Recently, I’ve been tweaking my training to help manipulate my current athletic goals. Always a constant is increasing my strength. More recently, though, I’ve started training for some obstacle races and the like, which has forced me to shift outside of my comfort zone, and add a little more cardio into my life.
As a powerlifting purist, it can be said cardio can be counterproductive to strength gains. Obviously, if you are wrecking your body with hours upon hours of steady state anything, and not eating enough to support said activity, you’re going to waste some muscle and feel like ass when it comes time to lift. This is why we have to get creative. We have to strive to get the most gain out of our cardio bucks, preserve muscle mass, encourage adequate recovery, eat enough… it’s kind of a hot mess if you dwell on it.
I have been integrating HIIT and other forms of circuit training into my regime in order to meet my cardio needs, and one form that I’ve been particularly keen on lately is Plyometric Training. Without going all science nut on you, plyometrics are explosive exercises that typically involve jumping. I really like this article about plyos as it goes into great detail on the how’s and whys and an overview of a few various exercises. Basically, Plyometric training can help aid in the “explosive” muscle contraction you undergo in your sport. As a powerlifter, this means the bottom half of a squat or bench press, or the entire deadlift (in my opinion). Every sport requires some element of explosion, and the more power you have behind the movement, the more force you can exert, which translates to bigger, stronger lifts in my opinion.
Plyo workouts can also completely wreck you in a short period of time. However, you only get what you put in. I treat my Plyometrics as a strength building move, I do each exercise with a full range of motion, and my goal each rep is to jump higher, squat deeper, or go faster depending on the exercise. I rest between sets and exercises. Even though you will get sweaty and your heart will pound, when you do plyos you’re getting a two-fer – building explosive strength and pounding out some cardio.
I dedicate one workout a week strictly to plyometrics. Usually, it’s a day when I’m short on time, but still want to squeeze something in. I also pick one lifting day and do Plyometric exercises in between sets of my assistance work. It’s an easy way to save time in the gym and still accomplish the sprinkles on your already hardcore training cake.

# # # # #

TASK STATEMENT:
Return the passage of the post about plyometric training above, starting with "Plyo workouts can" and going on through "out some cardio.", word for word. The material after this point is separate from the post about plyometric training.

STORED DATA:
# # # # #

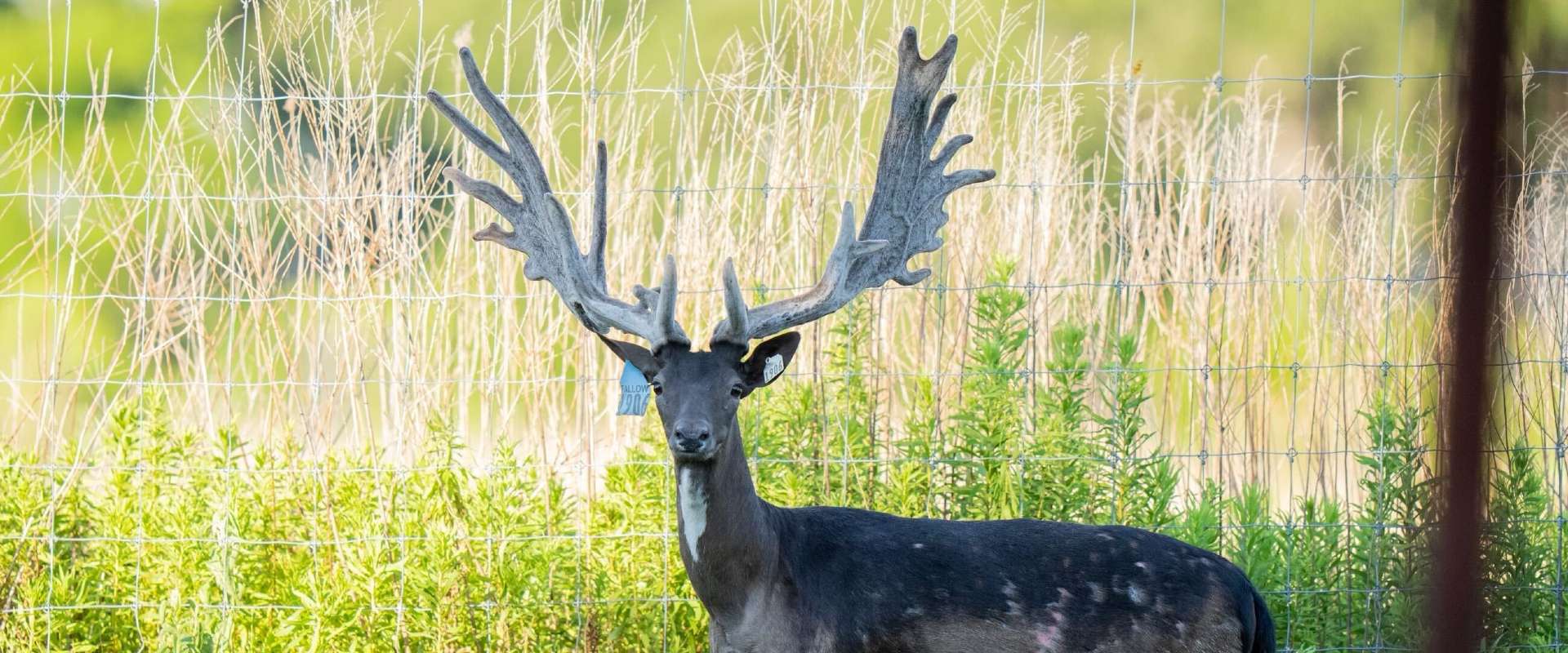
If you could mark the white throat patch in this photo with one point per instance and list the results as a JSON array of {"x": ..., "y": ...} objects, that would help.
[{"x": 693, "y": 511}]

# # # # #

EXERCISE OUTPUT:
Plyo workouts can also completely wreck you in a short period of time. However, you only get what you put in. I treat my Plyometrics as a strength building move, I do each exercise with a full range of motion, and my goal each rep is to jump higher, squat deeper, or go faster depending on the exercise. I rest between sets and exercises. Even though you will get sweaty and your heart will pound, when you do plyos you’re getting a two-fer – building explosive strength and pounding out some cardio.